Dataset items

-----

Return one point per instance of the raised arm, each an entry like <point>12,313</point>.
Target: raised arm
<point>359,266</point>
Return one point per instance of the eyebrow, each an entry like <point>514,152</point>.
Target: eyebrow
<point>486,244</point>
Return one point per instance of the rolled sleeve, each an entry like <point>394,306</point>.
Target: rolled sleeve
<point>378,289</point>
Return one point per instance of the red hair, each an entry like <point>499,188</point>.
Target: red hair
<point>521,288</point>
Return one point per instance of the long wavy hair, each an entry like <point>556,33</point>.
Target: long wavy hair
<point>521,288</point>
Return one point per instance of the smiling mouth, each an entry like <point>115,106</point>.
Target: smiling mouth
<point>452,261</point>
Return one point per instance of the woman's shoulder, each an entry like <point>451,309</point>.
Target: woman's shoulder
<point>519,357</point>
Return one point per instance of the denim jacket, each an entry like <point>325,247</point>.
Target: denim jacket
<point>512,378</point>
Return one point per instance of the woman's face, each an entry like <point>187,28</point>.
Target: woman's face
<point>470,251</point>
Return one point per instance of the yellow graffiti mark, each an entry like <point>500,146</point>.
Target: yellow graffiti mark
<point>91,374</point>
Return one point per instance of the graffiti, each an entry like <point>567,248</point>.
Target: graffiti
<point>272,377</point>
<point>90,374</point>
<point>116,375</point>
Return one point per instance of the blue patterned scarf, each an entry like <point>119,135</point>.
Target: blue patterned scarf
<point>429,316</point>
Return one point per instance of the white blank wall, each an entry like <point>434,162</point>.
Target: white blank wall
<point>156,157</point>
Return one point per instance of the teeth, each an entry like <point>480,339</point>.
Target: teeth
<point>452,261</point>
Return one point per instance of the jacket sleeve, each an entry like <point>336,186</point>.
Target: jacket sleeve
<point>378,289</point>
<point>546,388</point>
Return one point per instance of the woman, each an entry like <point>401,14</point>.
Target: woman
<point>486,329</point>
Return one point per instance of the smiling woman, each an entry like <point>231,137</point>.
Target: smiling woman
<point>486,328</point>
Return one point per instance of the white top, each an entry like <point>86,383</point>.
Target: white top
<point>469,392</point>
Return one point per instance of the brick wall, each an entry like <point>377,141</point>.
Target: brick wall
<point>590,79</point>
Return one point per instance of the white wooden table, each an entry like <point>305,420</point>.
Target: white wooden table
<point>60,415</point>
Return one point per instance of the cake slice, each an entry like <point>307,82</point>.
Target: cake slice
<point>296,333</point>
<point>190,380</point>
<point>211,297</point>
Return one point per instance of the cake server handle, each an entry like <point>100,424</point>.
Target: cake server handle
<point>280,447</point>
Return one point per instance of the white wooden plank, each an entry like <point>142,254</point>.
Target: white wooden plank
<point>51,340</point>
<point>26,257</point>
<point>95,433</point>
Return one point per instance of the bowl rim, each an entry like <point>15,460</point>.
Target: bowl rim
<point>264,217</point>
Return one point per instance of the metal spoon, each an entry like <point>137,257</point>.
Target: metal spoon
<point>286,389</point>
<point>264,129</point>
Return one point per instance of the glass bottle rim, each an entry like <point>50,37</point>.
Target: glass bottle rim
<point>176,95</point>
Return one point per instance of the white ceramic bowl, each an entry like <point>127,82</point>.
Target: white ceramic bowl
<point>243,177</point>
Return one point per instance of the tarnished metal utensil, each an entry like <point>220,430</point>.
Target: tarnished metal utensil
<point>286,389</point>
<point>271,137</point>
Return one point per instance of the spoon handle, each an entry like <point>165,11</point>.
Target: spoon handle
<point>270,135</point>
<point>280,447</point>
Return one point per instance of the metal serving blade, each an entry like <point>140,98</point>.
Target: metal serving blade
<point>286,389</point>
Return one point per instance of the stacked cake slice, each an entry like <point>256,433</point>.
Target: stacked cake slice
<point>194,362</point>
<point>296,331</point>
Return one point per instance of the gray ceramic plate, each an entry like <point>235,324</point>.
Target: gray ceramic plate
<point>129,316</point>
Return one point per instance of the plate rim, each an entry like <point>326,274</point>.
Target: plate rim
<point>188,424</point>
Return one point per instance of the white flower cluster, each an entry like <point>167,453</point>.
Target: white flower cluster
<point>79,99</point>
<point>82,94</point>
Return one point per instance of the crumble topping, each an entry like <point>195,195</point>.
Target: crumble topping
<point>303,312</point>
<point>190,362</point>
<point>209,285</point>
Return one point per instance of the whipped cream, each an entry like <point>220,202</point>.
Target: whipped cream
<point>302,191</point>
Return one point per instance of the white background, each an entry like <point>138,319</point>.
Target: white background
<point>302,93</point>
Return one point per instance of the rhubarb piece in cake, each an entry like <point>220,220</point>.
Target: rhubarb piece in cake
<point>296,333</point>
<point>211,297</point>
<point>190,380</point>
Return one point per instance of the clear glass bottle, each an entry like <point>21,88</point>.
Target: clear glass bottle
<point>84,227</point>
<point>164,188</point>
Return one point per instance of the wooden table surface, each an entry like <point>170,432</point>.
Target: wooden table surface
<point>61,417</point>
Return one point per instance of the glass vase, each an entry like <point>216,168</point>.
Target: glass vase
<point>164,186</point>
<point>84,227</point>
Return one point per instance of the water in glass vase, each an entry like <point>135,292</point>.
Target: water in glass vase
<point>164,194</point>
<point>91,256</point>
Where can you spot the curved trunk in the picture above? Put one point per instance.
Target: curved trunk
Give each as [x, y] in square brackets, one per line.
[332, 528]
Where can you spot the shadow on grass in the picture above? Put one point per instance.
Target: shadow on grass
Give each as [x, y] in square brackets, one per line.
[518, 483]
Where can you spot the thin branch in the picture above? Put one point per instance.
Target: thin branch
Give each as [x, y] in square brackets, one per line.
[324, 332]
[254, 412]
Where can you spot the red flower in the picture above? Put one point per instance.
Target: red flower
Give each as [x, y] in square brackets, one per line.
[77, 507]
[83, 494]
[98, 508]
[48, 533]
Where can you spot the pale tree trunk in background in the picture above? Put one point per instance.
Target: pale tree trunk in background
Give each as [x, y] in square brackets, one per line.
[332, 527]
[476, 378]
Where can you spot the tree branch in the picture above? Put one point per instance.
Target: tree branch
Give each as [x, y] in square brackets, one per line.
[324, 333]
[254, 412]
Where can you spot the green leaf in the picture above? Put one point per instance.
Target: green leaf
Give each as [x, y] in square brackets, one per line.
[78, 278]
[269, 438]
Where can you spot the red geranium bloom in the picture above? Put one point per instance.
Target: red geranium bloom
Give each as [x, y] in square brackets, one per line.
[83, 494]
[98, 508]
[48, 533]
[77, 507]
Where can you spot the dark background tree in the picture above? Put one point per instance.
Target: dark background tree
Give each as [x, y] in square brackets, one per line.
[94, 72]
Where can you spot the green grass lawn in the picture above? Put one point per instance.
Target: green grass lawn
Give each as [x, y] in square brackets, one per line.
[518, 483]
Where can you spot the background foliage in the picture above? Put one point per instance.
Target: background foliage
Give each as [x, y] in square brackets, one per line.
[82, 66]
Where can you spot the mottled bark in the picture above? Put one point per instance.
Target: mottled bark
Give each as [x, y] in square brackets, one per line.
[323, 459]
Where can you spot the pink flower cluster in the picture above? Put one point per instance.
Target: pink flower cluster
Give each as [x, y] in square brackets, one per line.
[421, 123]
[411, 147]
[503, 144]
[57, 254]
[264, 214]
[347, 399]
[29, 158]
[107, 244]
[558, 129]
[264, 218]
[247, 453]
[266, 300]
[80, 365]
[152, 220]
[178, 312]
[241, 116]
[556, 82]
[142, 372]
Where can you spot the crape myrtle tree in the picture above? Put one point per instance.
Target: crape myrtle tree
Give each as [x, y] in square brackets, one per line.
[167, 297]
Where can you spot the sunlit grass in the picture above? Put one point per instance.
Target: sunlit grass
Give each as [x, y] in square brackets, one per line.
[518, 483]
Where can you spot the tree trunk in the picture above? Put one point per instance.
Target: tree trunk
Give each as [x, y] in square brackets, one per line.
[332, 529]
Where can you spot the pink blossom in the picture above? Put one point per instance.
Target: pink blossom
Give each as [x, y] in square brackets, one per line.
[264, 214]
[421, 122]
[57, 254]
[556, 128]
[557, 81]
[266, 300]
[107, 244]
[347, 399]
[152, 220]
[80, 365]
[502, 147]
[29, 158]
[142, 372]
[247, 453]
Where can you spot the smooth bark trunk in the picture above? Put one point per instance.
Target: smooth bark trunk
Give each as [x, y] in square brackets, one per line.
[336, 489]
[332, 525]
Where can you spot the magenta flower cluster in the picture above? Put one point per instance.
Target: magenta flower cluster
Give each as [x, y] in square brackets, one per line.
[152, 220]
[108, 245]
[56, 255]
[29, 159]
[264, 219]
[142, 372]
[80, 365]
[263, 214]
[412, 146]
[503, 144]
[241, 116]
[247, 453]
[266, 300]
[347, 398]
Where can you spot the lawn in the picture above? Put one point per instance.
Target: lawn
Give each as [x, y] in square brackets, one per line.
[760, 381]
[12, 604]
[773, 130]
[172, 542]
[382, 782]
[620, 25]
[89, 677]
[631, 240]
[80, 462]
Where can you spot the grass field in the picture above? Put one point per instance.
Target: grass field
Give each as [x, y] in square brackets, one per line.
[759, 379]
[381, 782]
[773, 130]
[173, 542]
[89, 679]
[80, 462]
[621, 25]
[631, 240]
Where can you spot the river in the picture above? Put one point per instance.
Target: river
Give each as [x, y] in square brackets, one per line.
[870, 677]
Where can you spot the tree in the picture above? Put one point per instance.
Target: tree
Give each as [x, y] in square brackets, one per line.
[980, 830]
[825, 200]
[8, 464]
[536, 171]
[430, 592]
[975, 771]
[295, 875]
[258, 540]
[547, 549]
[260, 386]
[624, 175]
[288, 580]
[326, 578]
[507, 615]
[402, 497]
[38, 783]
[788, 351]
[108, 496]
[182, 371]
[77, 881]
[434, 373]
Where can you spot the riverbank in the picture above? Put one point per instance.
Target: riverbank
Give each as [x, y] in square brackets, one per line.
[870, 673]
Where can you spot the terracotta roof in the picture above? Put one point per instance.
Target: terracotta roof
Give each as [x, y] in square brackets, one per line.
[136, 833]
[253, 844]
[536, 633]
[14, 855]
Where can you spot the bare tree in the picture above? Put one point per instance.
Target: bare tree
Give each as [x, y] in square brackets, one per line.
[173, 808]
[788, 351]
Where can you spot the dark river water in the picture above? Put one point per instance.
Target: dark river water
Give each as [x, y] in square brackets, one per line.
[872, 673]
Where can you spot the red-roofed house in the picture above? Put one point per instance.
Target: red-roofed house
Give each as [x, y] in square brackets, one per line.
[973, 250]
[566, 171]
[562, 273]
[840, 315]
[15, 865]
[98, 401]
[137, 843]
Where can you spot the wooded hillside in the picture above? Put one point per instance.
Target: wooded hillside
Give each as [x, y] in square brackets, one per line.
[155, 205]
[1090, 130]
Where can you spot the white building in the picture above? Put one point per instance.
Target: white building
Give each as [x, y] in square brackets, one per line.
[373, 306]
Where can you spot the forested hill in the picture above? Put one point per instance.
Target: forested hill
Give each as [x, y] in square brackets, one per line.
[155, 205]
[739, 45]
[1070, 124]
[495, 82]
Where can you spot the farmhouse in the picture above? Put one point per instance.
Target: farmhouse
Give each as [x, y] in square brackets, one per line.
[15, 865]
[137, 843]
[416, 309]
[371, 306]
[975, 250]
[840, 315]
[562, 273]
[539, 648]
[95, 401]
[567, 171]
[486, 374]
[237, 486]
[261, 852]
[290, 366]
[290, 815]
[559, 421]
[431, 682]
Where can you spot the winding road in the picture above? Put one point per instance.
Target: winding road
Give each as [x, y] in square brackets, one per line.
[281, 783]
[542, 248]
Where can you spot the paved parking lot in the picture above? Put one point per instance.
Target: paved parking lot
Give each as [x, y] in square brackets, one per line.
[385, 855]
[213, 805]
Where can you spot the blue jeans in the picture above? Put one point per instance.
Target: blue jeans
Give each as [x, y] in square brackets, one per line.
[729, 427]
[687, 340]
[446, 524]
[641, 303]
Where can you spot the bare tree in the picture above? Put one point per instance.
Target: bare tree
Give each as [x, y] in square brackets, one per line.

-----

• Stated problem
Render the material above as a numbered list, starting with the line that contains "Return one point per instance of the jacket" and going on through the line that contains "<point>590,79</point>", both included. Leave out blank lines and include no other lines.

• Task response
1. Return one point per instance of the jacket sleeve, each an entry like <point>336,186</point>.
2. Target: jacket sleeve
3. <point>378,289</point>
4. <point>546,388</point>
5. Return one point per instance of the woman, each an entry like <point>401,14</point>.
6. Target: woman
7. <point>486,329</point>
8. Return one point per instance of the smiling woman, each an entry like <point>231,137</point>.
9. Target: smiling woman
10. <point>486,328</point>
11. Return one point per instance of the white top, each an entry like <point>86,383</point>.
12. Target: white top
13. <point>469,392</point>
14. Return one point per instance of the brick wall, each an entry like <point>377,141</point>.
15. Target: brick wall
16. <point>590,79</point>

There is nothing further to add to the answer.